Por fim, a oferta no mercado doméstico é controlada pela TRQ. Com ela, os EUA permitem a importação de açúcar isenta de tarifas de 41 países, algo em torno de 13% do consumo interno. O teto estabelecido pelo Congresso é de 1,39 milhões de tm para importações. Se ele for ultrapassado, o USDA perde a autoridade de controlar as vendas domésticas5 5 Na seção 1403 da Farm Security and Rural Investment Act of 2002, o teto é de 1.532 milhões de short tons, equivalentes à quantidade mencionada em tm. . Com isso, muito provavelmente ocorreria superprodução e queda dos preços domésticos abaixo da loan rate, prejudicando produtores e aumentando os gastos governamentais com esse programa que, sob condições normais, não tem custo direto para o governo.

Assim, o cerne da queixa dos produtores de açúcar norte-americanos era que a expansão da quota dos países centro-americanos seria um passo na direção da superação do teto de importação estabelecido pelo Congresso. Na verdade, as quotas atuais fornecidas pelos EUA são de 1,13 milhões de tm e a diferença entre este valor e o teto legislado, 260 mil tm, é uma reserva (buffer) que se teme perder por duas razões (Olson, 2005; Haley e Ali, 2007). Primeira, a partir de 2008 o México poderá exportar quantidades ilimitadas de açúcar aos EUA sob o NAFTA. Segunda, uma vez que a proliferação de acordos comerciais é uma estratégia enfatizada pela administração, há o receio de que novos acordos bilaterais e regionais tragam benefícios adicionais que, acumuladas, poderão por o terceiro pilar em risco e levar todo o programa a pique. Nas palavras de Jack Roney, diretor de economia e análise política da American Sugar Alliance, "no longo-prazo, o CAFTA-DR é apenas a ponta do iceberg. Atrás dos países do CAFTA-DR, 21 outros países exportadores estão (...) esperando para fazer acordo com os EUA" (Ways and Means, 2005: 130). Daí os esforços pela rejeição do CAFTA-DR: "consideramos o CAFTA-DR uma questão de vida ou morte" (Ways and Means, 2005: 130). Esta segunda razão é de fato um desafio à política agrícola norteamericana, como demonstra o gráfico 1 abaixo. O aumento do acesso ao mercado norte-americano concedido aos parceiros do acordo não ocorrerá em detrimento dos outros países que usufruem das quotas.

Listagem extraída de uma coleção

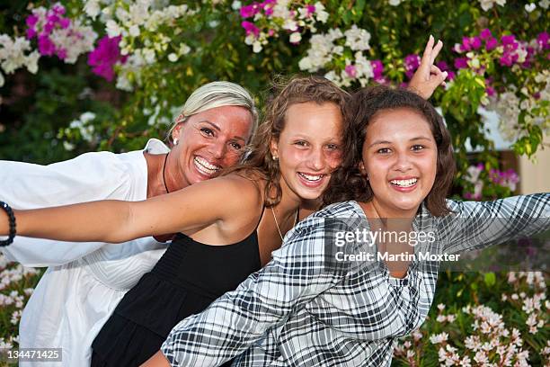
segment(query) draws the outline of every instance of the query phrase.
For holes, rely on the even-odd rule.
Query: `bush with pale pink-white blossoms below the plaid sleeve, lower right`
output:
[[[472,281],[459,275],[456,280]],[[395,364],[410,366],[529,366],[550,363],[548,310],[544,273],[511,272],[481,282],[501,292],[498,306],[483,304],[483,292],[473,291],[475,304],[460,306],[456,295],[430,310],[428,320],[395,348]],[[464,282],[466,283],[466,282]],[[452,290],[455,291],[455,290]],[[481,293],[481,294],[480,294]],[[443,299],[439,292],[439,299]],[[485,295],[486,296],[486,295]],[[497,309],[498,308],[498,309]],[[447,311],[448,310],[448,311]]]

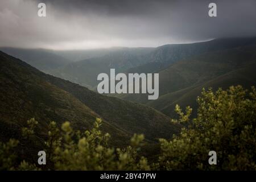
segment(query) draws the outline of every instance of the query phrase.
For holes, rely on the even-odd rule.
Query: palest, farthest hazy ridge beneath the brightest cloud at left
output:
[[[52,50],[52,49],[28,49],[1,47],[0,50],[11,56],[17,57],[43,72],[50,72],[52,69],[63,67],[75,61],[102,57],[112,53],[123,51],[122,47],[84,49],[84,50]],[[138,48],[139,49],[139,48]],[[141,48],[151,50],[152,48]]]

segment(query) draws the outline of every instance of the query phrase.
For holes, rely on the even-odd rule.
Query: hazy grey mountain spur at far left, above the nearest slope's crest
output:
[[[43,72],[48,72],[51,69],[56,69],[65,64],[71,63],[70,60],[56,55],[51,50],[47,49],[2,47],[0,50],[25,61],[27,64],[30,64],[32,67],[35,67]]]

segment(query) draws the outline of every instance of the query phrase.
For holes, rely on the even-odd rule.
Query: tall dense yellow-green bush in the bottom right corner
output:
[[[168,169],[256,169],[256,92],[242,86],[231,86],[224,91],[203,90],[197,98],[197,118],[187,129],[170,142],[160,139],[160,164]],[[189,122],[191,108],[183,113],[179,106],[179,119]],[[208,152],[217,152],[217,165],[209,165]]]

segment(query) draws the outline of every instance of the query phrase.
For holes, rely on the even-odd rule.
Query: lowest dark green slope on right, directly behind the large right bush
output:
[[[253,63],[246,65],[244,68],[231,71],[222,76],[216,77],[212,80],[204,82],[198,86],[193,86],[184,90],[179,90],[174,93],[165,94],[159,98],[157,102],[150,102],[148,105],[154,106],[156,109],[163,113],[174,116],[174,108],[176,104],[181,107],[192,106],[196,108],[196,98],[200,95],[203,88],[217,88],[228,89],[231,85],[242,85],[244,88],[249,89],[251,86],[256,86],[256,60]],[[193,115],[195,115],[195,111]]]

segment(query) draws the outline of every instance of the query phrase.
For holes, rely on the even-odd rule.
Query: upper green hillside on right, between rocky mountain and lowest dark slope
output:
[[[203,84],[230,71],[245,67],[256,60],[255,50],[255,45],[242,46],[224,49],[223,51],[203,53],[189,57],[189,59],[177,61],[168,68],[159,71],[159,95],[162,97],[165,94],[174,94],[174,96],[176,94],[184,94],[193,86]],[[230,83],[228,86],[230,85],[232,84]],[[177,91],[180,92],[176,93]],[[123,100],[149,104],[156,109],[158,109],[159,104],[164,105],[167,102],[166,99],[163,102],[160,101],[160,98],[155,101],[148,101],[146,94],[115,94],[114,96]]]

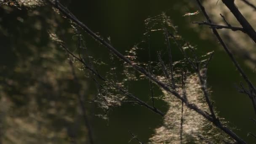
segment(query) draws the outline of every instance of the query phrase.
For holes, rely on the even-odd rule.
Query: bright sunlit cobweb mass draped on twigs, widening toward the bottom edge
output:
[[[154,17],[153,19],[147,19],[147,25],[150,23],[154,23],[157,21],[158,26],[166,26],[169,27],[173,33],[176,33],[176,27],[170,26],[171,20],[168,16],[158,16],[157,18]],[[161,25],[160,23],[163,22],[164,24]],[[165,25],[166,23],[166,25]],[[149,28],[159,29],[157,25],[154,23],[152,27]],[[160,29],[163,30],[163,29]],[[150,31],[156,32],[156,31]],[[187,44],[182,40],[180,35],[174,36],[176,41],[180,43],[179,45],[183,45],[182,49],[189,53],[189,48],[187,48]],[[177,48],[177,47],[172,47]],[[192,47],[192,51],[196,51],[195,47]],[[207,53],[206,55],[200,56],[200,61],[204,61],[208,59],[207,57],[211,53]],[[195,61],[193,55],[190,56],[188,59],[191,61]],[[203,62],[202,62],[203,63]],[[173,77],[176,81],[176,91],[182,96],[184,91],[182,90],[181,85],[181,68],[182,69],[189,69],[190,64],[187,62],[186,59],[182,59],[180,61],[173,62],[174,72]],[[168,68],[168,65],[165,65]],[[158,67],[161,69],[161,67]],[[169,70],[167,70],[170,73]],[[202,70],[202,72],[206,72]],[[170,80],[166,78],[165,75],[157,75],[158,80],[166,83],[167,85],[170,84]],[[200,80],[197,74],[193,72],[187,72],[187,80],[186,83],[186,94],[189,103],[195,104],[198,108],[202,109],[203,111],[208,112],[208,105],[205,102],[205,97],[201,90]],[[171,87],[170,87],[171,88]],[[208,90],[209,91],[209,90]],[[229,136],[224,132],[220,131],[218,128],[213,126],[208,120],[206,120],[203,116],[197,114],[194,110],[188,109],[185,105],[182,109],[182,102],[181,100],[177,99],[170,93],[167,93],[163,90],[163,100],[168,104],[169,108],[164,116],[164,122],[162,126],[155,129],[155,134],[150,138],[152,144],[181,144],[181,143],[224,143],[225,141],[230,141]],[[183,123],[181,126],[181,117],[183,117]],[[223,120],[221,120],[223,122]],[[225,122],[224,122],[225,124]]]

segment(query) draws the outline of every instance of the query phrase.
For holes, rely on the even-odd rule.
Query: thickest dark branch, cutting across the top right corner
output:
[[[245,19],[242,13],[236,7],[234,0],[222,0],[222,2],[229,8],[229,10],[233,13],[237,21],[242,25],[246,34],[251,37],[251,39],[256,43],[256,32],[251,26],[251,24]]]

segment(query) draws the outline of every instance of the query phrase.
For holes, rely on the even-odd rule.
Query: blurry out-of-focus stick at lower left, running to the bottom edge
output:
[[[72,69],[72,74],[73,74],[73,77],[74,77],[74,81],[75,81],[75,83],[78,83],[77,75],[75,73],[75,68],[74,68],[74,65],[73,65],[71,60],[69,60],[69,64],[70,64],[70,67]],[[86,110],[85,110],[85,106],[84,106],[84,103],[83,103],[83,96],[79,92],[77,93],[77,98],[79,100],[80,107],[82,109],[84,123],[85,123],[85,125],[88,129],[89,141],[90,141],[91,144],[94,144],[91,125],[89,123],[89,120],[88,120],[88,117],[87,117],[87,114],[86,114]]]

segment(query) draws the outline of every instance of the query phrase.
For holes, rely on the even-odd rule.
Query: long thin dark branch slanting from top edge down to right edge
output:
[[[208,14],[205,11],[205,8],[203,7],[203,5],[200,3],[199,0],[197,0],[197,3],[199,4],[201,10],[203,11],[203,14],[205,15],[207,21],[209,23],[212,23],[210,17],[208,16]],[[246,29],[245,29],[246,30]],[[217,39],[219,40],[219,42],[221,43],[221,45],[223,46],[224,50],[226,51],[226,53],[229,55],[230,59],[232,60],[232,62],[235,64],[235,67],[238,69],[238,71],[240,72],[240,74],[242,75],[243,79],[245,80],[245,82],[248,84],[249,89],[255,94],[256,93],[256,88],[254,87],[254,85],[251,83],[251,81],[248,79],[247,75],[245,75],[245,72],[243,72],[243,69],[239,66],[238,62],[235,60],[235,57],[233,56],[233,54],[230,52],[229,48],[227,47],[227,45],[224,43],[224,41],[222,40],[221,36],[219,35],[219,33],[217,32],[217,30],[215,28],[212,28],[212,31],[214,33],[214,35],[216,35]],[[249,95],[249,97],[251,98],[251,101],[253,103],[253,108],[254,111],[256,113],[256,96],[253,95]]]

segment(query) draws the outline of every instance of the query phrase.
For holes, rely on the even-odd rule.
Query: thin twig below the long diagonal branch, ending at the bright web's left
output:
[[[107,81],[104,77],[102,77],[101,75],[99,75],[98,72],[96,72],[93,68],[89,67],[88,64],[86,64],[82,59],[78,58],[77,56],[75,56],[71,51],[69,51],[68,48],[65,47],[65,45],[60,44],[61,47],[63,47],[70,55],[72,55],[75,59],[77,59],[78,61],[80,61],[85,68],[89,69],[94,75],[96,75],[97,77],[99,77],[101,80],[103,80],[105,83],[107,83],[108,85],[117,88],[117,90],[121,91],[123,94],[125,94],[126,96],[135,99],[136,101],[139,102],[139,104],[141,104],[142,106],[147,107],[148,109],[152,110],[153,112],[164,116],[164,113],[161,112],[159,109],[155,108],[155,107],[151,107],[149,104],[145,103],[144,101],[141,101],[139,98],[137,98],[136,96],[133,96],[131,93],[128,93],[127,91],[123,90],[123,88],[120,88],[118,85],[115,85],[113,83],[110,83],[109,81]]]

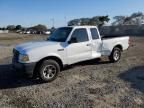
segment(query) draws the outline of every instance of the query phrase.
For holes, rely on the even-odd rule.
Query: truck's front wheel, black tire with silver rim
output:
[[[39,68],[39,77],[42,82],[55,80],[60,72],[59,64],[54,60],[43,61]]]

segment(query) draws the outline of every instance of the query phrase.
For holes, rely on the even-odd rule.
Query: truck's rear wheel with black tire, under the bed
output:
[[[114,62],[118,62],[120,58],[121,58],[121,50],[115,47],[111,55],[109,56],[109,60],[114,63]]]

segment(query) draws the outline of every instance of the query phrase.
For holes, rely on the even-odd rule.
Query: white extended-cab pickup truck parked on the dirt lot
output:
[[[16,70],[50,82],[66,65],[101,56],[117,62],[128,47],[128,36],[101,38],[95,26],[61,27],[45,41],[17,45],[12,64]]]

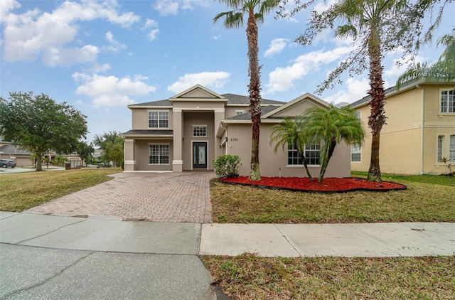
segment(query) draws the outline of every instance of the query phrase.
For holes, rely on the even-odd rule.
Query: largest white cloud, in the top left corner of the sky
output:
[[[4,3],[1,1],[4,23],[2,52],[4,60],[11,62],[38,58],[41,58],[43,63],[53,66],[92,62],[93,55],[97,54],[95,46],[85,45],[80,48],[68,46],[76,40],[79,22],[101,18],[122,27],[129,27],[139,21],[139,16],[133,13],[120,14],[115,1],[65,1],[50,13],[41,13],[34,9],[23,14],[12,12],[18,7],[16,2]],[[7,6],[9,12],[3,11],[4,6]],[[71,56],[70,53],[75,56]]]

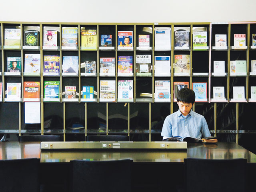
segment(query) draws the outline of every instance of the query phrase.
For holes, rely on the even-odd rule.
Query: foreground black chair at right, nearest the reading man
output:
[[[187,158],[185,189],[187,192],[245,192],[246,159]]]

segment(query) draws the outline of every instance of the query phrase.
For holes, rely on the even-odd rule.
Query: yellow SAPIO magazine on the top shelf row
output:
[[[81,47],[97,48],[97,30],[81,28]]]

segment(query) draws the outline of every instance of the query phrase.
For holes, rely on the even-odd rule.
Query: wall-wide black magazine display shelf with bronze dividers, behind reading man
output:
[[[251,61],[256,60],[256,46],[252,45],[252,34],[256,34],[256,22],[225,22],[225,23],[43,23],[43,22],[0,22],[0,82],[2,93],[6,91],[8,82],[21,82],[21,98],[8,101],[0,98],[0,133],[14,135],[21,134],[60,134],[64,141],[83,141],[87,135],[93,134],[122,134],[130,136],[131,141],[156,141],[160,136],[164,118],[178,110],[174,95],[174,82],[188,82],[192,88],[194,82],[207,83],[207,98],[196,100],[193,110],[205,116],[210,132],[221,136],[223,141],[230,141],[229,135],[234,136],[231,141],[238,143],[242,133],[250,137],[256,130],[246,129],[252,123],[248,120],[252,109],[256,107],[255,99],[251,99],[251,86],[256,86],[256,73],[252,72]],[[24,27],[40,28],[38,46],[24,45]],[[44,27],[58,28],[57,46],[44,45]],[[78,44],[72,47],[62,47],[62,28],[77,27]],[[171,29],[170,48],[155,47],[155,28]],[[175,45],[175,27],[190,28],[189,45],[178,47]],[[207,29],[207,46],[193,46],[193,27]],[[20,28],[20,46],[5,46],[4,29]],[[81,45],[81,28],[94,29],[97,34],[97,46],[83,47]],[[146,30],[145,30],[146,29]],[[132,47],[118,46],[118,31],[133,33]],[[102,47],[100,35],[112,34],[112,46]],[[215,44],[216,34],[226,34],[226,46],[218,47]],[[234,47],[234,34],[246,34],[246,45]],[[149,36],[149,46],[139,46],[138,35]],[[40,54],[40,74],[32,75],[24,72],[24,55]],[[43,71],[44,55],[60,56],[60,73],[48,75]],[[136,71],[136,55],[150,55],[151,69],[149,73]],[[174,72],[174,55],[189,55],[189,73]],[[21,72],[19,74],[7,72],[7,57],[21,57]],[[62,73],[64,56],[78,56],[79,72],[74,74]],[[118,57],[132,56],[132,73],[118,73]],[[155,56],[170,56],[170,72],[155,73]],[[100,73],[100,58],[115,58],[115,73],[109,76]],[[225,71],[214,73],[214,61],[225,61]],[[243,76],[230,75],[230,61],[246,60],[246,72]],[[96,61],[96,72],[86,74],[81,66],[85,61]],[[100,81],[115,81],[115,98],[100,99]],[[133,81],[133,98],[118,98],[118,81]],[[170,81],[170,98],[155,98],[155,81]],[[24,122],[24,91],[25,81],[40,82],[41,123],[25,124]],[[58,99],[44,99],[44,82],[60,81],[60,93],[65,92],[65,86],[76,86],[76,98],[65,99],[60,94]],[[94,98],[82,98],[83,86],[93,86]],[[224,97],[213,97],[213,87],[224,86]],[[233,87],[244,86],[245,98],[233,98]],[[4,97],[4,94],[2,94]],[[10,122],[5,110],[10,111],[13,120]],[[231,122],[226,123],[230,114]],[[246,116],[248,116],[246,118]],[[242,120],[245,118],[245,120]],[[222,126],[224,124],[224,127]],[[10,128],[10,130],[8,130]]]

QUESTÃO 1:
Indique, para cada afirmação abaixo, se ela está de acordo com o texto sobre o açúcar, respondendo sim ou não e citando literalmente as palavras do texto que decidem a questão.
(a) Os EUA permitem a importação de açúcar isenta de tarifas de 41 países.
(b) As quotas atuais fornecidas pelos EUA são de 1,39 milhões de tm.
(c) A partir de 2008, o México poderá exportar quantidades ilimitadas de açúcar aos EUA sob o NAFTA.
QUESTÃO 2:
Edite o texto sobre o açúcar, reproduzindo o trecho que vai de "Por fim, a oferta" até "para o governo.", inclusive, com "TRQ" substituído por "quota tarifária".
QUESTÃO 3:
De acordo com o texto sobre o açúcar, de quanto é a reserva (buffer) entre as quotas atuais e o teto legislado?
A listagem não guarda relação com o texto.

ÁREA DE RESPOSTA 1:
(a) Sim: "os EUA permitem a importação de açúcar isenta de tarifas de 41 países".
(b) Não: "as quotas atuais fornecidas pelos EUA são de 1,13 milhões de tm".
(c) Sim: "a partir de 2008 o México poderá exportar quantidades ilimitadas de açúcar aos EUA sob o NAFTA".

ÁREA DE RESPOSTA 2:
Por fim, a oferta no mercado doméstico é controlada pela quota tarifária. Com ela, os EUA permitem a importação de açúcar isenta de tarifas de 41 países, algo em torno de 13% do consumo interno. O teto estabelecido pelo Congresso é de 1,39 milhões de tm para importações. Se ele for ultrapassado, o USDA perde a autoridade de controlar as vendas domésticas5 5 Na seção 1403 da Farm Security and Rural Investment Act of 2002, o teto é de 1.532 milhões de short tons, equivalentes à quantidade mencionada em tm. . Com isso, muito provavelmente ocorreria superprodução e queda dos preços domésticos abaixo da loan rate, prejudicando produtores e aumentando os gastos governamentais com esse programa que, sob condições normais, não tem custo direto para o governo.

ÁREA DE RESPOSTA 3:
260 mil tm.